Start Exercise inputs

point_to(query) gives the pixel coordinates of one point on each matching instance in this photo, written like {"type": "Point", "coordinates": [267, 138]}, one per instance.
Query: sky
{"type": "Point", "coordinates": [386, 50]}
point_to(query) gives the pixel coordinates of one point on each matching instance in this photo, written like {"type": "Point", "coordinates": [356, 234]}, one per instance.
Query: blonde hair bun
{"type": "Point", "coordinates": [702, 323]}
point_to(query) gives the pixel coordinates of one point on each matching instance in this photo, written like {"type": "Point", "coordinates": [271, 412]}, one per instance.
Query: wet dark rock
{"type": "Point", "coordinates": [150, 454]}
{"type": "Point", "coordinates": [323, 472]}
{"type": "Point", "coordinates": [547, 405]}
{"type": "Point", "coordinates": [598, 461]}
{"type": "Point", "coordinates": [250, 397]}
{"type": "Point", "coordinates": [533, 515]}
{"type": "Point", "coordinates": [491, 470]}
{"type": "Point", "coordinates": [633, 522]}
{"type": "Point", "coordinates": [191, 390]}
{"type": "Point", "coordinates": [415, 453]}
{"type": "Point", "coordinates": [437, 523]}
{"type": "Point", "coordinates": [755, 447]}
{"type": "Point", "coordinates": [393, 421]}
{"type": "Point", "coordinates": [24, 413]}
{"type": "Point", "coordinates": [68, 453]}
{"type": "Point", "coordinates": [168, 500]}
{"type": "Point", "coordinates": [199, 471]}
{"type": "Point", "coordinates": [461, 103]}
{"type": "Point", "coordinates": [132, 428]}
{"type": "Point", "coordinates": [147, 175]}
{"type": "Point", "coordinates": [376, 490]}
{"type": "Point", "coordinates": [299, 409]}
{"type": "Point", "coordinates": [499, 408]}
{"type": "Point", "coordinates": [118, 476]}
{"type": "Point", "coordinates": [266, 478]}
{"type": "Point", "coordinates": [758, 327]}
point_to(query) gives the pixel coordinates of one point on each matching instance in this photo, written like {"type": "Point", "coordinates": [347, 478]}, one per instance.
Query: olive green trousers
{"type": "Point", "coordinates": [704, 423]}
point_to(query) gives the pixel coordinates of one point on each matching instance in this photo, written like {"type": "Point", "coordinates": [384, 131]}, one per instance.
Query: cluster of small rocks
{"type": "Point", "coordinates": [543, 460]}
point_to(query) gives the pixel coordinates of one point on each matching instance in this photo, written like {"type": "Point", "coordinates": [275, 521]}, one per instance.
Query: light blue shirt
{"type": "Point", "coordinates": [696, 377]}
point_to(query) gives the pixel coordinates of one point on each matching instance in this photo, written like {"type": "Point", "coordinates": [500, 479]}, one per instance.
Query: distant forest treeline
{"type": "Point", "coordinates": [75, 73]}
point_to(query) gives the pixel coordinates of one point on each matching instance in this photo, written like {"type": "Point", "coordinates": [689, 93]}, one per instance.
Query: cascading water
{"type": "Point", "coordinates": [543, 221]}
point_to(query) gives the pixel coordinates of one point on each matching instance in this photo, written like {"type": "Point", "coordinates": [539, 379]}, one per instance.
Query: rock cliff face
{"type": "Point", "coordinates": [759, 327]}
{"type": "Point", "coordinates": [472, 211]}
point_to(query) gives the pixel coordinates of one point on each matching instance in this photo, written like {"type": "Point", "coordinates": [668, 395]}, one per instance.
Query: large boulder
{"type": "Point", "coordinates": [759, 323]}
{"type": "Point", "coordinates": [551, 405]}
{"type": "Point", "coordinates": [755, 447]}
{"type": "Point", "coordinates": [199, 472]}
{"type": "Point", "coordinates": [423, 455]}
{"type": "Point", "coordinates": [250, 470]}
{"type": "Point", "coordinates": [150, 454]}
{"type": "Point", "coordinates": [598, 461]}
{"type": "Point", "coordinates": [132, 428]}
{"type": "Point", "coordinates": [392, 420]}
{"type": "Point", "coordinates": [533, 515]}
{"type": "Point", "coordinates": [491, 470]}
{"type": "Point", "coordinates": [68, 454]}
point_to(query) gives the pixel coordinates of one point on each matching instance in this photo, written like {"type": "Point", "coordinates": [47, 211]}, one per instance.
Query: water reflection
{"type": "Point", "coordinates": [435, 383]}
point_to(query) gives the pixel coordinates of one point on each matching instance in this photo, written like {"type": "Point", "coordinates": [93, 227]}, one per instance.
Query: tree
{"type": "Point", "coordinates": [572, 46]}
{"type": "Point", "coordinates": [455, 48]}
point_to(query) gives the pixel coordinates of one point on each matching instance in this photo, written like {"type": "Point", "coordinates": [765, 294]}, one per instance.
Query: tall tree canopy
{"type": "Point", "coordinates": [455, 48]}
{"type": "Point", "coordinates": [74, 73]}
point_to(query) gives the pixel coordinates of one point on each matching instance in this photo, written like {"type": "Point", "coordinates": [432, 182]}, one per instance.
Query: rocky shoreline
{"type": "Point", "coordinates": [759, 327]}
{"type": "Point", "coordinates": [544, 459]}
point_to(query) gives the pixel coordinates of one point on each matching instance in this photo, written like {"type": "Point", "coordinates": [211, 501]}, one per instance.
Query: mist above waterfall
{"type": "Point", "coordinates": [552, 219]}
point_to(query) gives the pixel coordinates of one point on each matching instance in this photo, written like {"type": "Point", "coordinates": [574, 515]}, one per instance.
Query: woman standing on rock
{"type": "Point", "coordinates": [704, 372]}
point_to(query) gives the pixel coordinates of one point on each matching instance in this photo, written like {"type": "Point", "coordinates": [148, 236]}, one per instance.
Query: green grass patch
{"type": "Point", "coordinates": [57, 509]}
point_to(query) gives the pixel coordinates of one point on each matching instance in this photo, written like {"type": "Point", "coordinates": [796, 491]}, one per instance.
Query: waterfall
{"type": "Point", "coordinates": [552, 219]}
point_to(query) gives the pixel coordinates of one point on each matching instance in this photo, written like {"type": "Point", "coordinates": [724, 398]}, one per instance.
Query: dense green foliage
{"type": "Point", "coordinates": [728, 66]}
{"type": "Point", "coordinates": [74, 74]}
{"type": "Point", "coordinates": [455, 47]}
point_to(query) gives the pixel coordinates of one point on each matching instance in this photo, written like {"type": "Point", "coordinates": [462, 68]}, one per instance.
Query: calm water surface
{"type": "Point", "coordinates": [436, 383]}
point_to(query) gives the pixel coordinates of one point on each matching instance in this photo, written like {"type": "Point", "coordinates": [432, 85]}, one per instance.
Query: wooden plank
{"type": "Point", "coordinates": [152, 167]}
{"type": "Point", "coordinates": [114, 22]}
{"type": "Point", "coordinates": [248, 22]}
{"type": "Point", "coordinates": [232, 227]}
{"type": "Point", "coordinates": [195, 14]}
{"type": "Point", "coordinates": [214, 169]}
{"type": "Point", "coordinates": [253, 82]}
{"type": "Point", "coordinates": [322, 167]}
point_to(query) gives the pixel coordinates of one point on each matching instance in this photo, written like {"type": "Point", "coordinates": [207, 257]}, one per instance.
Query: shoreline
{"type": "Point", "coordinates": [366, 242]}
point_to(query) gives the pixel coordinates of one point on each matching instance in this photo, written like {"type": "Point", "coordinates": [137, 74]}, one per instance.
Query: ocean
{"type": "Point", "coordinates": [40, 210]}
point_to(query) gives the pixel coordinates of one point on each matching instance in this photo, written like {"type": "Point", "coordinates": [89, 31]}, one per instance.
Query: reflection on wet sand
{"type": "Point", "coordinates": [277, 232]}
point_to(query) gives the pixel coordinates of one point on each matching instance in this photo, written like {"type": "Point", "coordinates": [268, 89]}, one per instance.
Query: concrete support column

End Exercise inputs

▸ What this task involves:
Word for word, quote all of the data above.

▸ Final result:
point_to(query) gives the pixel coordinates of one point on each matching instance in this photo, written like {"type": "Point", "coordinates": [267, 138]}, one per instance.
Query: sky
{"type": "Point", "coordinates": [386, 50]}
point_to(query) gives the pixel coordinates of one point on each matching instance in this photo, written like {"type": "Point", "coordinates": [356, 234]}, one per instance.
Query: blonde hair bun
{"type": "Point", "coordinates": [702, 323]}
point_to(query) gives the pixel coordinates of one point on each matching instance in this photo, written like {"type": "Point", "coordinates": [271, 412]}, one per instance.
Query: wet dark rock
{"type": "Point", "coordinates": [150, 454]}
{"type": "Point", "coordinates": [323, 472]}
{"type": "Point", "coordinates": [547, 405]}
{"type": "Point", "coordinates": [598, 461]}
{"type": "Point", "coordinates": [250, 397]}
{"type": "Point", "coordinates": [533, 515]}
{"type": "Point", "coordinates": [491, 470]}
{"type": "Point", "coordinates": [633, 522]}
{"type": "Point", "coordinates": [191, 390]}
{"type": "Point", "coordinates": [415, 453]}
{"type": "Point", "coordinates": [437, 523]}
{"type": "Point", "coordinates": [755, 447]}
{"type": "Point", "coordinates": [393, 421]}
{"type": "Point", "coordinates": [24, 413]}
{"type": "Point", "coordinates": [68, 453]}
{"type": "Point", "coordinates": [168, 500]}
{"type": "Point", "coordinates": [199, 471]}
{"type": "Point", "coordinates": [461, 103]}
{"type": "Point", "coordinates": [132, 428]}
{"type": "Point", "coordinates": [147, 175]}
{"type": "Point", "coordinates": [376, 490]}
{"type": "Point", "coordinates": [299, 409]}
{"type": "Point", "coordinates": [499, 408]}
{"type": "Point", "coordinates": [118, 476]}
{"type": "Point", "coordinates": [266, 478]}
{"type": "Point", "coordinates": [758, 327]}
point_to(query) gives the pixel coordinates of one point on each matching instance in this photo, written like {"type": "Point", "coordinates": [347, 478]}, one per instance.
Query: olive green trousers
{"type": "Point", "coordinates": [704, 423]}
point_to(query) gives the pixel coordinates of one point on each matching instance in this photo, written like {"type": "Point", "coordinates": [384, 131]}, one per instance.
Query: cluster of small rocks
{"type": "Point", "coordinates": [543, 460]}
point_to(query) gives the pixel coordinates of one point on each matching instance in this photo, written like {"type": "Point", "coordinates": [275, 521]}, one per instance.
Query: light blue shirt
{"type": "Point", "coordinates": [696, 377]}
point_to(query) gives the pixel coordinates of one point on each matching instance in this photo, written like {"type": "Point", "coordinates": [500, 479]}, one per instance.
Query: distant forest treeline
{"type": "Point", "coordinates": [75, 73]}
point_to(query) gives the pixel coordinates of one point on each matching instance in this photo, written like {"type": "Point", "coordinates": [689, 93]}, one per instance.
Query: cascading water
{"type": "Point", "coordinates": [543, 221]}
point_to(query) gives the pixel coordinates of one point on each matching instance in this photo, written like {"type": "Point", "coordinates": [539, 379]}, one per instance.
Query: rock cliff face
{"type": "Point", "coordinates": [759, 327]}
{"type": "Point", "coordinates": [472, 211]}
point_to(query) gives the pixel coordinates of one point on each matching instance in this photo, written like {"type": "Point", "coordinates": [668, 395]}, one per instance.
Query: large boulder
{"type": "Point", "coordinates": [759, 323]}
{"type": "Point", "coordinates": [551, 405]}
{"type": "Point", "coordinates": [755, 447]}
{"type": "Point", "coordinates": [199, 472]}
{"type": "Point", "coordinates": [423, 455]}
{"type": "Point", "coordinates": [250, 470]}
{"type": "Point", "coordinates": [150, 454]}
{"type": "Point", "coordinates": [598, 461]}
{"type": "Point", "coordinates": [132, 428]}
{"type": "Point", "coordinates": [392, 420]}
{"type": "Point", "coordinates": [533, 515]}
{"type": "Point", "coordinates": [491, 470]}
{"type": "Point", "coordinates": [68, 454]}
point_to(query) gives the pixel coordinates of one point on each matching instance in this photo, written like {"type": "Point", "coordinates": [47, 211]}, one per instance.
Query: water reflection
{"type": "Point", "coordinates": [435, 383]}
point_to(query) gives the pixel coordinates of one point on each matching instance in this photo, written like {"type": "Point", "coordinates": [93, 227]}, one per instance.
Query: tree
{"type": "Point", "coordinates": [572, 46]}
{"type": "Point", "coordinates": [455, 48]}
point_to(query) gives the pixel coordinates of one point on each matching instance in this photo, written like {"type": "Point", "coordinates": [765, 294]}, one per instance.
Query: tall tree canopy
{"type": "Point", "coordinates": [455, 48]}
{"type": "Point", "coordinates": [74, 73]}
point_to(query) gives the pixel coordinates of one point on each matching instance in this photo, written like {"type": "Point", "coordinates": [432, 182]}, one per instance.
Query: rocky shoreline
{"type": "Point", "coordinates": [759, 327]}
{"type": "Point", "coordinates": [544, 459]}
point_to(query) gives the pixel coordinates of one point on each matching instance in this photo, written like {"type": "Point", "coordinates": [211, 501]}, one per instance.
Query: mist above waterfall
{"type": "Point", "coordinates": [552, 219]}
point_to(query) gives the pixel coordinates of one point on each matching instance in this photo, written like {"type": "Point", "coordinates": [574, 515]}, one per instance.
Query: woman standing on rock
{"type": "Point", "coordinates": [704, 372]}
point_to(query) gives the pixel coordinates of one point on each matching instance in this photo, written like {"type": "Point", "coordinates": [148, 236]}, one per instance.
Query: green grass patch
{"type": "Point", "coordinates": [57, 509]}
point_to(query) gives the pixel coordinates of one point on each matching instance in this photo, written like {"type": "Point", "coordinates": [796, 491]}, one per instance.
Query: waterfall
{"type": "Point", "coordinates": [552, 219]}
point_to(query) gives the pixel coordinates of one point on each matching instance in this photo, written like {"type": "Point", "coordinates": [724, 398]}, one per instance.
Query: dense green foliage
{"type": "Point", "coordinates": [728, 66]}
{"type": "Point", "coordinates": [74, 74]}
{"type": "Point", "coordinates": [455, 47]}
point_to(query) gives the pixel coordinates of one point on each matching instance in this photo, written like {"type": "Point", "coordinates": [462, 68]}, one per instance.
Query: calm water surface
{"type": "Point", "coordinates": [436, 383]}
point_to(query) gives the pixel coordinates of one point on each matching instance in this photo, written like {"type": "Point", "coordinates": [432, 85]}, one per instance.
Query: wooden plank
{"type": "Point", "coordinates": [152, 167]}
{"type": "Point", "coordinates": [114, 22]}
{"type": "Point", "coordinates": [248, 22]}
{"type": "Point", "coordinates": [232, 227]}
{"type": "Point", "coordinates": [195, 14]}
{"type": "Point", "coordinates": [214, 169]}
{"type": "Point", "coordinates": [253, 82]}
{"type": "Point", "coordinates": [322, 167]}
point_to(query) gives the pixel coordinates of one point on each matching instance in this photo, written like {"type": "Point", "coordinates": [207, 257]}, one per instance.
Query: shoreline
{"type": "Point", "coordinates": [366, 242]}
point_to(query) gives the pixel coordinates of one point on each matching instance in this photo, written like {"type": "Point", "coordinates": [137, 74]}, one per instance.
Query: ocean
{"type": "Point", "coordinates": [40, 210]}
point_to(query) gives the pixel coordinates of one point on each matching instance in this photo, written like {"type": "Point", "coordinates": [89, 31]}, one per instance.
Query: reflection on wet sand
{"type": "Point", "coordinates": [277, 232]}
point_to(query) gives the pixel coordinates of one point on each matching instance in this photo, written like {"type": "Point", "coordinates": [268, 89]}, one per instance.
Query: concrete support column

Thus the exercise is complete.